[[ Document segment, beginning ]]
Professor Sally Dunwoodie heads the Embryology Laboratory at the Victor Chang Cardiac Research Institute (VCCRI) and is a Professor in the Faculty of Medicine at the University of New South Wales. She gained a PhD researching the genetics of muscle development, at the Children’s Medical Research Institute and University of Sydney. She then undertook postdoctoral training in the Mammalian Development Unit at the National Institute for Medical Research, in London, UK. There working with Rosa Beddington FRS, she identified genes active during mouse embryo development that are essential for mammalian embryogenesis. In 2000, Prof Dunwoodie returned to Australia to take up a faculty position at the VCCRI. Since then she has been awarded the Pfizer Foundation Australia Senior Research Fellowship and the Australian and New Zealand Society of Cell and Developmental Biology (ANZSCDB) Young Investigator Award. Prof Dunwwodie currently holds a NHMRC Senior Research Fellowship and is President Elect of the ANZSCDB. Prof Dunwoodie is a developmental biologist who studies the molecular and cellular processes of mammalian embryogenesis with a focus on heart and vertebral column formation. She is internationally recognised for defining genetic causes of congenital vertebral defects and is currently exploring the impact that gene-environment interaction has on developmental processes.
[[ Document segment, end ]]
[[ Information, beginning ]]
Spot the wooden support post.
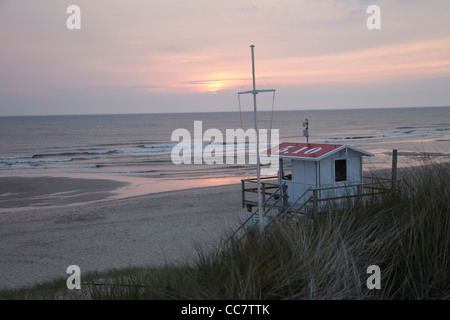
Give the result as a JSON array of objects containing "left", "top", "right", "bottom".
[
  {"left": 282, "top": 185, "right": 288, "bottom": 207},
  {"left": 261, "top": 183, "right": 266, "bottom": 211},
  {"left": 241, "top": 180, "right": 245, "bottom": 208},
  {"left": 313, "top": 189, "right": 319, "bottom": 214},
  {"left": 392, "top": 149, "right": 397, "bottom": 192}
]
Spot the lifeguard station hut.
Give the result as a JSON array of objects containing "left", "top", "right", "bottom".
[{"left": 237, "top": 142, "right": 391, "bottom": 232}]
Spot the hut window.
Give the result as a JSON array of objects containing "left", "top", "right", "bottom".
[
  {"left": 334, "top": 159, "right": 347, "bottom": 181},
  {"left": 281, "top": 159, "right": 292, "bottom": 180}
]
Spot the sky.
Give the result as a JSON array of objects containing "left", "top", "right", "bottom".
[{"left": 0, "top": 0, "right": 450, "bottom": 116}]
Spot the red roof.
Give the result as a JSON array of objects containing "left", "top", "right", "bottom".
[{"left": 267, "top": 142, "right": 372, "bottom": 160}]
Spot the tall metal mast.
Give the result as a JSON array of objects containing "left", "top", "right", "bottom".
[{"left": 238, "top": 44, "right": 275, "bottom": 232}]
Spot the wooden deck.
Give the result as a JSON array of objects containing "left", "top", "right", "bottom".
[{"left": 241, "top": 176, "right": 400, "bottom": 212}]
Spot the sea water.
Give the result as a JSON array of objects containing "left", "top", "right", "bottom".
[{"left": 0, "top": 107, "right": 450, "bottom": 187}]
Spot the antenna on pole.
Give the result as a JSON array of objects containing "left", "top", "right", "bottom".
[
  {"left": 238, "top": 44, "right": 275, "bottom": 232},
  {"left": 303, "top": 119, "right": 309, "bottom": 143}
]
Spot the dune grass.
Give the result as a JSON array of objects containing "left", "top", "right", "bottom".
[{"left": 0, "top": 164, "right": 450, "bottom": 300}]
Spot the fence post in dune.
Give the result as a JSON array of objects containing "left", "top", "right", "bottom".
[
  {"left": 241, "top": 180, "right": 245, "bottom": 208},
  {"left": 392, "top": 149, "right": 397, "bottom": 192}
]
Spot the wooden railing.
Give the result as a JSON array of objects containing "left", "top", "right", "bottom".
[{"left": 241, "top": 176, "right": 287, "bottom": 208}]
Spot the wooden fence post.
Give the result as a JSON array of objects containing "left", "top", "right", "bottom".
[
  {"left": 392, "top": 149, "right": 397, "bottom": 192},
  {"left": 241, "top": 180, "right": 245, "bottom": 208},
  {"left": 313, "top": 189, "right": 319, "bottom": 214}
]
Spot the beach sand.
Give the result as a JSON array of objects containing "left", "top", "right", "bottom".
[[ Information, end ]]
## Action item
Answer these questions from the profile of Sally Dunwoodie:
1. In which unit and institute did she do her postdoctoral training?
2. In what year did she return to Australia?
3. The formation of which two structures does her research focus on?

## Solved problem
1. The Mammalian Development Unit at the National Institute for Medical Research in London, UK.
2. 2000.
3. The heart and the vertebral column.